# Data shown

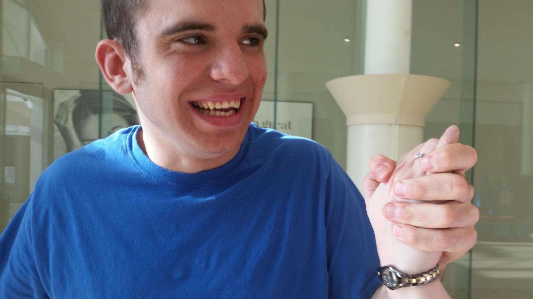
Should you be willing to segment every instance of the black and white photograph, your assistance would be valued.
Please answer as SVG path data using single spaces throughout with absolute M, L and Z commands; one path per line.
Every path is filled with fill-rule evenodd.
M 103 93 L 103 99 L 112 99 L 113 113 L 110 128 L 100 136 L 99 90 L 54 90 L 54 160 L 120 129 L 139 124 L 131 94 L 124 96 L 115 92 Z

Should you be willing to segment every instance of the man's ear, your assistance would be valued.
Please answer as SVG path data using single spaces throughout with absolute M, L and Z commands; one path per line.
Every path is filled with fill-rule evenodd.
M 106 81 L 120 94 L 133 91 L 131 78 L 126 72 L 126 55 L 116 40 L 104 39 L 96 46 L 96 59 Z

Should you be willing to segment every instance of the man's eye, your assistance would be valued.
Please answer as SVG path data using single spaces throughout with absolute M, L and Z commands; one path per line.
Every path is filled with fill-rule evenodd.
M 204 38 L 198 35 L 185 36 L 185 37 L 178 39 L 177 41 L 182 41 L 186 44 L 190 44 L 191 45 L 200 45 L 201 44 L 205 44 L 205 40 L 204 40 Z
M 252 47 L 257 47 L 261 43 L 261 40 L 257 37 L 249 37 L 243 41 L 243 44 Z

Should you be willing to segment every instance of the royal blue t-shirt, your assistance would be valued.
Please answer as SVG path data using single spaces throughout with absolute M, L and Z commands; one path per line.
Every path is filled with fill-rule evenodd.
M 61 157 L 0 236 L 0 298 L 369 298 L 364 200 L 322 146 L 250 126 L 237 155 L 185 174 L 139 126 Z

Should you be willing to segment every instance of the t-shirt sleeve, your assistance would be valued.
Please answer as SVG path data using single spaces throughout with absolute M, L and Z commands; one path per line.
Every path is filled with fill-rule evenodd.
M 0 298 L 49 298 L 37 273 L 31 197 L 0 235 Z
M 374 230 L 361 193 L 330 160 L 325 190 L 329 297 L 370 298 L 382 284 Z

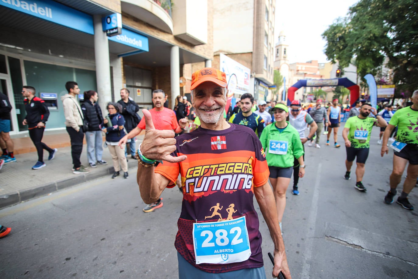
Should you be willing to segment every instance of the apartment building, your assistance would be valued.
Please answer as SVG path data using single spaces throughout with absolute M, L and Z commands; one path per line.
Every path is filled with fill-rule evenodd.
M 156 89 L 172 107 L 185 65 L 211 65 L 213 13 L 207 0 L 0 1 L 0 90 L 13 107 L 11 133 L 27 128 L 24 85 L 48 104 L 50 129 L 65 128 L 60 98 L 70 80 L 82 93 L 97 91 L 102 109 L 125 87 L 140 107 L 152 107 Z
M 240 69 L 249 69 L 245 88 L 256 100 L 266 100 L 273 84 L 275 1 L 214 0 L 213 4 L 212 66 L 222 69 L 223 54 L 240 64 Z

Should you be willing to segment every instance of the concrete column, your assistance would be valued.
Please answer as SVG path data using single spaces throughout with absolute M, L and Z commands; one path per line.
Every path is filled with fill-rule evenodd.
M 107 36 L 102 27 L 102 16 L 93 16 L 94 25 L 94 56 L 96 60 L 96 79 L 99 94 L 99 105 L 103 115 L 106 114 L 106 105 L 112 101 L 110 87 L 110 64 Z M 83 85 L 81 84 L 81 86 Z
M 171 85 L 171 102 L 175 103 L 176 97 L 180 95 L 180 65 L 178 47 L 171 47 L 170 56 L 170 78 Z

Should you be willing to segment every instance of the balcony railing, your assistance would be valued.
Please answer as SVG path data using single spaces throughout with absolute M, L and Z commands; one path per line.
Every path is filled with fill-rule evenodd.
M 153 0 L 157 4 L 161 6 L 164 10 L 171 17 L 171 0 Z

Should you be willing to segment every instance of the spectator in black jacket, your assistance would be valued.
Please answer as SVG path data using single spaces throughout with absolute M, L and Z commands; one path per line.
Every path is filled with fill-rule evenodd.
M 123 116 L 125 120 L 125 128 L 126 131 L 129 133 L 132 129 L 136 127 L 136 125 L 141 120 L 141 118 L 139 117 L 137 112 L 139 110 L 139 107 L 136 104 L 136 103 L 133 100 L 129 99 L 129 90 L 127 88 L 122 88 L 120 90 L 120 97 L 121 100 L 117 101 L 118 104 L 120 104 L 122 106 L 122 111 L 121 114 Z M 136 152 L 136 148 L 135 145 L 135 142 L 136 141 L 136 138 L 133 138 L 130 142 L 127 142 L 127 146 L 125 149 L 125 156 L 127 159 L 127 143 L 129 144 L 129 149 L 130 151 L 131 158 L 136 159 L 135 158 L 135 152 Z
M 10 127 L 10 111 L 11 110 L 12 105 L 7 96 L 0 92 L 0 136 L 4 142 L 2 143 L 4 143 L 2 145 L 3 154 L 0 156 L 0 160 L 4 160 L 4 164 L 16 161 L 16 158 L 13 154 L 14 145 L 9 135 Z
M 184 96 L 181 100 L 182 102 L 178 102 L 177 105 L 177 110 L 176 112 L 176 116 L 177 118 L 178 121 L 187 116 L 187 97 Z
M 102 159 L 103 153 L 103 136 L 99 125 L 103 122 L 103 117 L 102 109 L 97 102 L 98 99 L 97 92 L 92 90 L 84 91 L 84 101 L 81 105 L 83 117 L 88 127 L 85 132 L 87 159 L 92 168 L 97 167 L 97 164 L 107 164 L 107 162 Z
M 49 152 L 48 160 L 52 160 L 58 150 L 52 149 L 41 141 L 45 130 L 45 123 L 48 120 L 49 111 L 45 102 L 41 98 L 35 97 L 36 91 L 32 86 L 23 86 L 22 95 L 25 97 L 23 103 L 26 115 L 22 122 L 28 125 L 29 136 L 38 151 L 38 161 L 32 167 L 32 169 L 39 169 L 46 165 L 43 162 L 43 149 Z

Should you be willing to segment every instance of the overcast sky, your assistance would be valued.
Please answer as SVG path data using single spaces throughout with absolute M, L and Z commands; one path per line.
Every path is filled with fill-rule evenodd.
M 326 41 L 321 34 L 334 19 L 347 15 L 359 0 L 276 0 L 275 46 L 283 30 L 289 47 L 291 63 L 318 60 L 327 61 Z

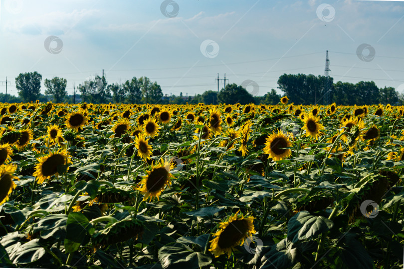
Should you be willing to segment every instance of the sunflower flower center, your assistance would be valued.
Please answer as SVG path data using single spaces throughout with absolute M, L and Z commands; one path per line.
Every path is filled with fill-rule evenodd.
M 277 137 L 271 142 L 271 150 L 277 155 L 279 155 L 286 151 L 286 149 L 282 148 L 286 148 L 287 146 L 287 143 L 284 138 Z
M 231 222 L 220 233 L 217 245 L 222 249 L 235 246 L 245 236 L 248 229 L 248 222 L 245 220 Z
M 146 187 L 149 192 L 157 192 L 166 185 L 168 172 L 164 167 L 153 170 L 147 178 Z
M 42 165 L 42 174 L 45 177 L 51 176 L 57 172 L 57 167 L 64 164 L 64 156 L 55 154 L 50 156 Z
M 83 124 L 84 118 L 79 114 L 75 114 L 69 119 L 69 123 L 72 126 L 78 127 Z
M 315 132 L 317 129 L 317 126 L 316 125 L 316 122 L 313 120 L 309 120 L 307 121 L 307 129 L 310 132 Z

# The exercise
Write out the part of the records that runs from the start through the line containing "M 374 230 L", switching "valued" to "appreciated" and changing nothing else. Leave the pictures out.

# Reply to the exercise
Should you be willing to segment every instance of the black and white photograph, your assistance would be appreciated.
Please answer as SVG path data using single spaces throughout with absolute M, L and Z commands; one path per line.
Every path is filled with fill-rule evenodd.
M 103 93 L 103 99 L 112 99 L 113 113 L 110 128 L 100 136 L 99 90 L 54 90 L 54 160 L 120 129 L 139 124 L 131 94 L 124 96 L 115 92 Z

Should you be willing to segment every instance of the man's ear, your assistance would be appreciated.
Please answer as SVG path data using single spaces throughout with absolute M, L and Z commands; one path per line.
Every path is filled with fill-rule evenodd.
M 106 81 L 120 94 L 133 91 L 131 78 L 126 72 L 126 55 L 116 40 L 104 39 L 96 46 L 96 59 Z

Should you be willing to segment every instance of the man's eye, your assistance would be appreciated.
Please answer as SVG path data using single spaces throughout with absolute M, L and Z commands; one path per line.
Every path is filled with fill-rule evenodd.
M 204 38 L 198 35 L 185 36 L 185 37 L 178 39 L 177 41 L 182 41 L 186 44 L 190 44 L 191 45 L 200 45 L 201 44 L 205 44 L 205 40 L 204 40 Z
M 252 47 L 257 47 L 261 43 L 261 40 L 257 37 L 249 37 L 243 41 L 243 44 Z

Should you be willing to segment every instance of the royal blue t-shirt, your assistance would be appreciated.
Please answer as SVG path data using single spaces throughout with absolute M, L and Z commands; one path per line.
Every path is filled with fill-rule evenodd.
M 61 157 L 0 236 L 0 298 L 369 298 L 364 200 L 322 146 L 250 126 L 237 155 L 185 174 L 139 126 Z

Should you be willing to segment every instance of the t-shirt sleeve, your assistance would be appreciated.
Please answer as SVG path data using single spaces throughout with absolute M, L and Z commands; one path per line.
Every path is filled with fill-rule evenodd.
M 0 298 L 49 298 L 37 273 L 31 197 L 0 235 Z
M 374 230 L 361 193 L 330 160 L 325 190 L 329 297 L 370 298 L 382 284 Z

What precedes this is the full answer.